KURZE ÜBUNG 1: An welchem Datum legte Bernd Neumann laut dem Textauszug zum Freiheits- und Einheitsdenkmal dem Bundestagsausschuss für Kultur und Medien den Diskussionsentwurf vor?
KURZE ÜBUNG 2: Führen Sie den Textauszug zum Freiheits- und Einheitsdenkmal im Anschluss an seinen letzten Satz weiter.

TEXTAUSZUG:
Kulturstaatsminister Bernd Neumann (CDU) hatte am 4. Juli 2007 dem Bundestagsausschuß für Kultur und Medien einen Diskussionsentwurf für die Fortschreibung der Gedenkstättenkonzeption des Bundes vorgelegt, in dem unter anderem verschiedene Erinnerungsstätten in der ehemaligen DDR aufgeführt werden.

In dem Entwurf wurde auch das seit 2006 in der Diskussion stehende Projekt eines Freiheits- und Einheitsdenkmals mit dem Standort Berlin ausdrücklich befürwortet. Bemerkenswert ist, daß das Denkmal im Rahmen dieses Diskussionsentwurfs überhaupt Erwähnung fand - sollte es doch, folgt man den Vorgaben der federführenden Deutschen Gesellschaft e. V., dabei nicht primär um eine integrierte Gedenkstätte gehen.

Doch wie kann die Identifikation der Nation mit einem neugeschaffenen Denkmal erreicht werden, von dem kein Symbolcharakter ausgeht? Erinnern wir uns: Vor dem Ausbruch des Ersten Weltkrieges war die Identifikation des Volkes über Denkmäler ein nicht hoch genug einzuschätzendes Moment des Nationalgefühls gewesen.

BEREITGESTELLTES MATERIAL:
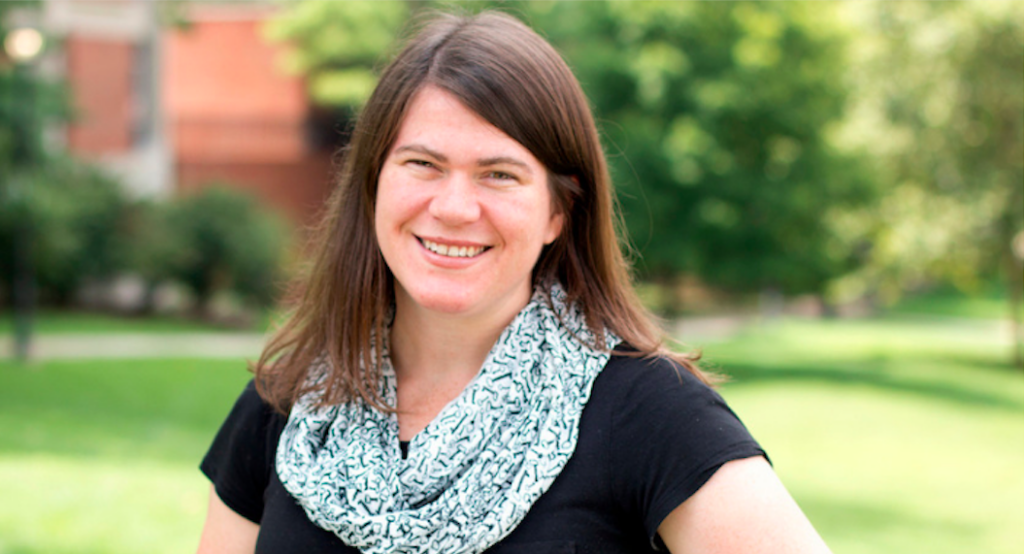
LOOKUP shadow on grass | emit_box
[723,357,1024,411]
[798,495,984,550]
[0,359,249,464]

LÖSUNG 1: Am 4. Juli 2007.

LÖSUNG 2:
Die wohl größte Identifikation der äußerlich geeinten Nation erfolgte über die Person des Reichsgründers Otto von Bismarck. An zahllosen Orten in Deutschland fanden sich große und sehr große skulpturale Bismarck-Denkmäler und -Türme, selbst ein Bismarck-Nationaldenkmal in Berlin entstand - Ausdruck höchster Verehrung für jenen Mann, der als Kanzler maßgeblichen Einfluß auf die Reichseinigung 1871 hatte.

Der Historiker Ernst Nolte erblickte in der Errichtung der vielen Bismarck-Denkmäler jener Jahre auch den "Beweis einer anderen Art von Vergangenheitsorientierung", als es etwa in Frankreich oder England der Fall gewesen ist. Diese Vergangenheitsorientierung dürfte sich bei aller Verschiebung der parlamentarischen Mehrheitsverhältnisse im Reichstag nach links und trotz der wirtschaftlichen Prosperität des Reiches gegen eine allzu schnelle Verwestlichung bzw. Republikanisierung Deutschlands ausgewirkt haben.

Die Denkmäler verkörperten somit einen breiten Konsens in der deutschen Gesellschaft, und Bismarck wirkte gewissermaßen als eine überhöhte, stark integrative Vaterfigur, ein Gesamtdenkmal von unerreichbarer Größe. In diesen Denkmälern findet sich vielleicht mehr gesellschaftliche Emanzipation - im Sinne eines vom einzelnen in sie hineinprojizierten Zusammengehörigkeitsgefühls - als gemeinhin vermutet.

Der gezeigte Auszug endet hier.